The exercise: Everything from the line with "Note: mark the cluster" through the last line of the records below should be copied exactly, both ends included.

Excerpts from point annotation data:
§ §

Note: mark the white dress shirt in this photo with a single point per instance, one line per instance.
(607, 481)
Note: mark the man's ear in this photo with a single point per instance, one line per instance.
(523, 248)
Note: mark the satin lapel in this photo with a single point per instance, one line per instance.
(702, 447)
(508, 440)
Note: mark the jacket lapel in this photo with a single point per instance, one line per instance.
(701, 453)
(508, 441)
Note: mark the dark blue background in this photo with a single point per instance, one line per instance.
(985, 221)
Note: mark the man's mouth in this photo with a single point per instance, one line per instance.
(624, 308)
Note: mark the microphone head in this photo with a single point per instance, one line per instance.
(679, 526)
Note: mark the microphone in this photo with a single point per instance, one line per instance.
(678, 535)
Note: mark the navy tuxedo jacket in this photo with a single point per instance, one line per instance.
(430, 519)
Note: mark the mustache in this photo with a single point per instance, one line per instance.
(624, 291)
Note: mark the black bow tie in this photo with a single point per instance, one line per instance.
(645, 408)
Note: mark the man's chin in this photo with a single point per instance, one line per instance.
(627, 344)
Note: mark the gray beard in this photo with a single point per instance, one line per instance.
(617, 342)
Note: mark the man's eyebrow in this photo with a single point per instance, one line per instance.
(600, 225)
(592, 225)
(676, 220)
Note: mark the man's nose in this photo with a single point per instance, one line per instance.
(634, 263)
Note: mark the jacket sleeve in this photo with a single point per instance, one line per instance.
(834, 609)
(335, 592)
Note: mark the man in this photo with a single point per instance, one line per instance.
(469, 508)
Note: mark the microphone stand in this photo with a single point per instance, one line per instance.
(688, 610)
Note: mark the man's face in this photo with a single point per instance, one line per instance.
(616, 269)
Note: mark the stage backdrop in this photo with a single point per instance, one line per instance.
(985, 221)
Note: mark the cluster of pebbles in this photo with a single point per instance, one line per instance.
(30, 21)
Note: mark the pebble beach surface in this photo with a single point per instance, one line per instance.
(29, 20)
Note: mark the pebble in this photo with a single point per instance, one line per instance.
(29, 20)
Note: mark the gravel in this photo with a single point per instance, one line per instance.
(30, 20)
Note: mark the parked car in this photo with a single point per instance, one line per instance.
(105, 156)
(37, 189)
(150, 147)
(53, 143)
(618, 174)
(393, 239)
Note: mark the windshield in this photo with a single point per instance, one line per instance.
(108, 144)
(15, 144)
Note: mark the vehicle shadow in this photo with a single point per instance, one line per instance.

§ §

Full output:
Note: mark the cluster of pebbles in this photo with a single point per instance, one line per instance.
(30, 21)
Note: mark the pebble beach surface in this photo with a single point per instance, one line per instance.
(29, 20)
Note: mark the pebble in this photo with a single point per instance, one line per instance.
(29, 20)
Note: mark the gravel in this photo with a single point per instance, one line per instance.
(30, 20)
Note: mark the parked car in this photo with a single point per instance, one line per instance.
(105, 156)
(37, 189)
(150, 147)
(53, 143)
(618, 174)
(393, 239)
Note: mark the windshield in this photo with a single point per instance, one line per instance.
(108, 144)
(15, 144)
Note: mark the vehicle shadow in this photo with a single point per instance, one line per instance.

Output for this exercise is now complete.